■ **Work instructions**: Present every line of the items below as a numbered list, skipping blank lines. Leave the pictures out of your answer.

■ **Extracted items**:
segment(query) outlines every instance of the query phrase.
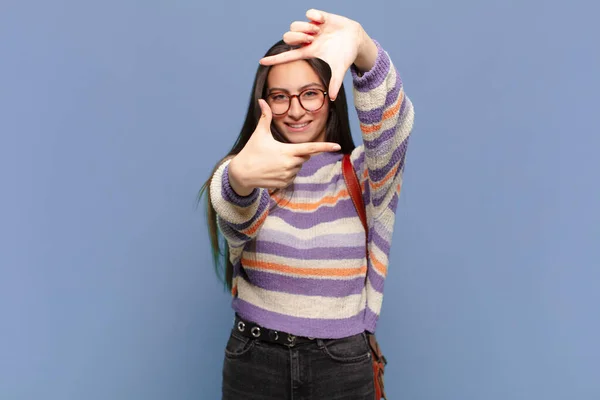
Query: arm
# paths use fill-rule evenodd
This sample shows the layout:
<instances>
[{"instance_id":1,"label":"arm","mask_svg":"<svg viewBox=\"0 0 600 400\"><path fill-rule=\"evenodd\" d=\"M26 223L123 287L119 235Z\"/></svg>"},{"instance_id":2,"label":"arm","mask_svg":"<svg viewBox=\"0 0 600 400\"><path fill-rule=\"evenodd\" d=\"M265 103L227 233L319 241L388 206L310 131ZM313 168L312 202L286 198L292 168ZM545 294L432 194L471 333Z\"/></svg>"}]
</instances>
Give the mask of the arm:
<instances>
[{"instance_id":1,"label":"arm","mask_svg":"<svg viewBox=\"0 0 600 400\"><path fill-rule=\"evenodd\" d=\"M269 213L269 193L252 189L240 196L232 187L229 166L231 159L215 171L210 185L210 199L217 213L221 232L231 247L241 247L254 238Z\"/></svg>"},{"instance_id":2,"label":"arm","mask_svg":"<svg viewBox=\"0 0 600 400\"><path fill-rule=\"evenodd\" d=\"M351 72L363 146L354 155L361 172L369 226L365 326L375 332L383 303L398 196L414 120L411 101L387 52L379 43L357 56Z\"/></svg>"},{"instance_id":3,"label":"arm","mask_svg":"<svg viewBox=\"0 0 600 400\"><path fill-rule=\"evenodd\" d=\"M414 110L387 52L366 33L364 37L359 49L365 50L359 50L351 67L364 146L364 163L356 167L368 186L367 215L377 219L399 195Z\"/></svg>"}]
</instances>

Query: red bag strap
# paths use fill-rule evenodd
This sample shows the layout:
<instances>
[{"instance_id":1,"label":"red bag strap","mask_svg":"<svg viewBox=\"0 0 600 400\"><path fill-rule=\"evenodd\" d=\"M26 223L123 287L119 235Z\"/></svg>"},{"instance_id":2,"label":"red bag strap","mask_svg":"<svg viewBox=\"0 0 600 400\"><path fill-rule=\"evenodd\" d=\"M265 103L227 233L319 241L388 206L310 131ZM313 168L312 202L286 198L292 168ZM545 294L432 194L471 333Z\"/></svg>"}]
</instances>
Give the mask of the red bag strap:
<instances>
[{"instance_id":1,"label":"red bag strap","mask_svg":"<svg viewBox=\"0 0 600 400\"><path fill-rule=\"evenodd\" d=\"M344 154L344 158L342 158L342 173L344 174L344 180L346 181L346 187L348 188L348 192L352 198L352 203L354 203L354 207L358 212L358 216L363 224L363 227L365 228L366 233L369 231L369 228L367 227L365 203L362 198L360 182L356 176L356 171L354 171L354 167L352 166L352 161L350 161L350 154Z\"/></svg>"}]
</instances>

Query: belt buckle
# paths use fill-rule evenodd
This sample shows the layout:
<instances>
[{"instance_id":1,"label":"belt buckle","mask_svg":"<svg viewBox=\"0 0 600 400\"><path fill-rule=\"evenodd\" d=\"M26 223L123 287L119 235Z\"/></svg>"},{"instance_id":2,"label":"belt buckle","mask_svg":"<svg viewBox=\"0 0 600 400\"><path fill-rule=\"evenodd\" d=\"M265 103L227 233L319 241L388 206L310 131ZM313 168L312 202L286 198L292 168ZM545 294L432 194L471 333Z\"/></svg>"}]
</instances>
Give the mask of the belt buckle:
<instances>
[{"instance_id":1,"label":"belt buckle","mask_svg":"<svg viewBox=\"0 0 600 400\"><path fill-rule=\"evenodd\" d=\"M296 344L296 336L288 334L288 346L292 347Z\"/></svg>"}]
</instances>

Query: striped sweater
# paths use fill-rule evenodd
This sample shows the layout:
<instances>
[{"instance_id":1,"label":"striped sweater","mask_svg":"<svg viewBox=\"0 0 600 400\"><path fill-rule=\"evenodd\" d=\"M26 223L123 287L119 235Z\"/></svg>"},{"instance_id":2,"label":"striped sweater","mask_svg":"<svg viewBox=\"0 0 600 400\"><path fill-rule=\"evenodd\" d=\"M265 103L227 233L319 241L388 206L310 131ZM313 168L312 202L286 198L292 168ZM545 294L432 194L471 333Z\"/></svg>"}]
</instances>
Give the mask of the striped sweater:
<instances>
[{"instance_id":1,"label":"striped sweater","mask_svg":"<svg viewBox=\"0 0 600 400\"><path fill-rule=\"evenodd\" d=\"M363 188L365 232L342 175L342 153L305 162L288 188L239 196L229 161L210 196L234 266L232 307L242 317L297 336L375 332L383 301L413 106L389 55L376 42L374 67L351 67L363 144L351 154Z\"/></svg>"}]
</instances>

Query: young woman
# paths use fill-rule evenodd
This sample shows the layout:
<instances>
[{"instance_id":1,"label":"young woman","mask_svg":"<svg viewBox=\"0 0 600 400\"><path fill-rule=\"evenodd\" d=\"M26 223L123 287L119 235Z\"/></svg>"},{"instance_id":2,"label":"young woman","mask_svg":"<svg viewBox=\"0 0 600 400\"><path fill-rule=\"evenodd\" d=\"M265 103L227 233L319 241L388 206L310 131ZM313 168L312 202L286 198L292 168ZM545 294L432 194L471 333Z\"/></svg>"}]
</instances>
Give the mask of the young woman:
<instances>
[{"instance_id":1,"label":"young woman","mask_svg":"<svg viewBox=\"0 0 600 400\"><path fill-rule=\"evenodd\" d=\"M375 396L366 333L381 310L413 106L360 24L306 16L260 60L242 131L202 189L216 261L219 232L226 239L235 310L224 399ZM348 69L358 147L342 84ZM362 186L366 242L344 154Z\"/></svg>"}]
</instances>

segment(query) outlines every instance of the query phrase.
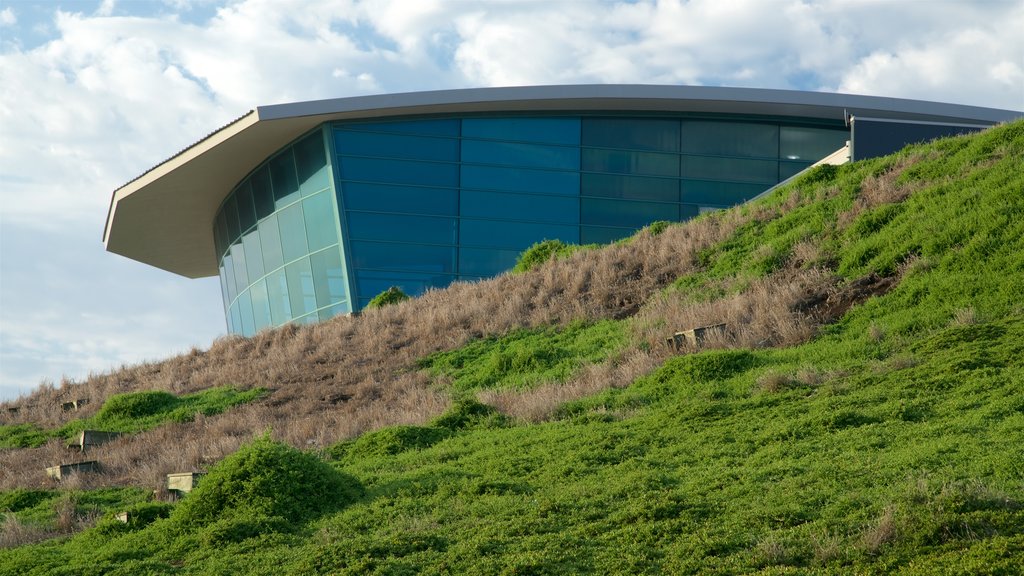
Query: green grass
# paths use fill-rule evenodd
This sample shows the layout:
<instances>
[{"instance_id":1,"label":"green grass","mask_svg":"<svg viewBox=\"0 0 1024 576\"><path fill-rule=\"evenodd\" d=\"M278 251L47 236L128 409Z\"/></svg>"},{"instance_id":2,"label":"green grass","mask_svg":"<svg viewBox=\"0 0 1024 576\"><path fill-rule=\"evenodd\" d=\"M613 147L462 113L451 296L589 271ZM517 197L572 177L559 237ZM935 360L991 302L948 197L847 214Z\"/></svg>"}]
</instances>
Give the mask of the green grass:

■ **Task answer**:
1. segment(query) outlines every instance of the query phrase.
2. Query: arm
3. # paths use fill-rule evenodd
4. This sample shows the layout:
5. <instances>
6. [{"instance_id":1,"label":"arm","mask_svg":"<svg viewBox=\"0 0 600 400\"><path fill-rule=\"evenodd\" d=\"M26 223L123 287L119 235Z\"/></svg>"},{"instance_id":2,"label":"arm","mask_svg":"<svg viewBox=\"0 0 600 400\"><path fill-rule=\"evenodd\" d=\"M265 103L227 233L319 241L388 206L310 131ZM313 168L312 202L286 198L292 168ZM545 294L432 194L471 333Z\"/></svg>"}]
7. </instances>
8. Give the mask of the arm:
9. <instances>
10. [{"instance_id":1,"label":"arm","mask_svg":"<svg viewBox=\"0 0 600 400\"><path fill-rule=\"evenodd\" d=\"M269 213L269 193L252 189L240 196L232 187L229 166L231 159L215 171L210 185L210 199L217 213L221 232L231 247L241 247L254 238Z\"/></svg>"},{"instance_id":2,"label":"arm","mask_svg":"<svg viewBox=\"0 0 600 400\"><path fill-rule=\"evenodd\" d=\"M351 72L363 146L354 155L361 172L369 226L365 326L375 332L383 303L398 196L414 120L411 101L387 52L379 43L357 56Z\"/></svg>"},{"instance_id":3,"label":"arm","mask_svg":"<svg viewBox=\"0 0 600 400\"><path fill-rule=\"evenodd\" d=\"M414 110L387 52L366 33L364 37L359 49L365 50L359 50L351 67L364 146L364 163L356 167L368 186L367 215L377 219L399 195Z\"/></svg>"}]
11. </instances>
12. Query: red bag strap
13. # paths use fill-rule evenodd
14. This sample shows the layout:
15. <instances>
16. [{"instance_id":1,"label":"red bag strap","mask_svg":"<svg viewBox=\"0 0 600 400\"><path fill-rule=\"evenodd\" d=\"M26 223L123 287L119 235Z\"/></svg>"},{"instance_id":2,"label":"red bag strap","mask_svg":"<svg viewBox=\"0 0 600 400\"><path fill-rule=\"evenodd\" d=\"M265 103L227 233L319 241L388 206L310 131ZM313 168L312 202L286 198L292 168ZM545 294L432 194L471 333Z\"/></svg>"}]
17. </instances>
18. Give the mask of the red bag strap:
19. <instances>
20. [{"instance_id":1,"label":"red bag strap","mask_svg":"<svg viewBox=\"0 0 600 400\"><path fill-rule=\"evenodd\" d=\"M344 154L344 158L342 158L342 173L344 174L344 180L346 181L346 187L348 188L348 192L352 198L352 203L354 203L354 207L358 212L358 216L363 224L363 227L365 228L366 233L369 231L369 228L367 227L365 203L362 198L360 182L356 176L356 171L354 171L354 167L352 166L352 161L350 161L350 154Z\"/></svg>"}]
21. </instances>
22. Query: belt buckle
23. # paths use fill-rule evenodd
24. This sample shows the layout:
25. <instances>
26. [{"instance_id":1,"label":"belt buckle","mask_svg":"<svg viewBox=\"0 0 600 400\"><path fill-rule=\"evenodd\" d=\"M26 223L123 287L119 235Z\"/></svg>"},{"instance_id":2,"label":"belt buckle","mask_svg":"<svg viewBox=\"0 0 600 400\"><path fill-rule=\"evenodd\" d=\"M265 103L227 233L319 241L388 206L310 131ZM313 168L312 202L286 198L292 168ZM545 294L432 194L471 333Z\"/></svg>"}]
27. </instances>
28. Give the mask of the belt buckle:
29. <instances>
30. [{"instance_id":1,"label":"belt buckle","mask_svg":"<svg viewBox=\"0 0 600 400\"><path fill-rule=\"evenodd\" d=\"M296 344L296 336L288 334L288 346L292 347Z\"/></svg>"}]
31. </instances>
32. Query: striped sweater
33. # paths use fill-rule evenodd
34. This sample shows the layout:
35. <instances>
36. [{"instance_id":1,"label":"striped sweater","mask_svg":"<svg viewBox=\"0 0 600 400\"><path fill-rule=\"evenodd\" d=\"M26 223L123 287L119 235Z\"/></svg>"},{"instance_id":2,"label":"striped sweater","mask_svg":"<svg viewBox=\"0 0 600 400\"><path fill-rule=\"evenodd\" d=\"M265 103L227 233L319 241L388 206L310 131ZM313 168L312 202L286 198L292 168ZM545 294L432 194L471 333Z\"/></svg>"}]
37. </instances>
38. Give the mask of the striped sweater:
39. <instances>
40. [{"instance_id":1,"label":"striped sweater","mask_svg":"<svg viewBox=\"0 0 600 400\"><path fill-rule=\"evenodd\" d=\"M363 188L365 232L342 175L342 153L305 162L288 188L239 196L229 161L210 196L234 266L232 307L242 317L297 336L375 332L383 301L413 106L389 55L376 42L374 67L351 67L363 144L351 154Z\"/></svg>"}]
41. </instances>
42. Query: young woman
43. # paths use fill-rule evenodd
44. This sample shows the layout:
45. <instances>
46. [{"instance_id":1,"label":"young woman","mask_svg":"<svg viewBox=\"0 0 600 400\"><path fill-rule=\"evenodd\" d=\"M26 223L123 287L119 235Z\"/></svg>"},{"instance_id":2,"label":"young woman","mask_svg":"<svg viewBox=\"0 0 600 400\"><path fill-rule=\"evenodd\" d=\"M265 103L227 233L319 241L388 206L310 131ZM313 168L312 202L286 198L292 168ZM545 294L432 194L471 333Z\"/></svg>"}]
47. </instances>
48. Give the mask of the young woman:
49. <instances>
50. [{"instance_id":1,"label":"young woman","mask_svg":"<svg viewBox=\"0 0 600 400\"><path fill-rule=\"evenodd\" d=\"M375 396L366 333L381 310L413 106L360 24L306 16L260 60L242 131L202 189L216 261L219 232L226 239L235 310L224 399ZM348 69L358 147L342 84ZM362 186L366 242L344 154Z\"/></svg>"}]
51. </instances>
52. segment(query) outlines every instance of the query phrase.
53. Query: green grass
54. # paths use fill-rule evenodd
55. This sample shows the layout:
56. <instances>
57. [{"instance_id":1,"label":"green grass","mask_svg":"<svg viewBox=\"0 0 1024 576\"><path fill-rule=\"evenodd\" d=\"M278 251L47 236L128 409Z\"/></svg>"},{"instance_id":2,"label":"green grass","mask_svg":"<svg viewBox=\"0 0 1024 576\"><path fill-rule=\"evenodd\" d=\"M613 147L462 113L451 296L589 271ZM517 197L572 177L559 237ZM935 360L991 302L948 197L847 214Z\"/></svg>"}]
58. </instances>
59. Give the mask of the green grass:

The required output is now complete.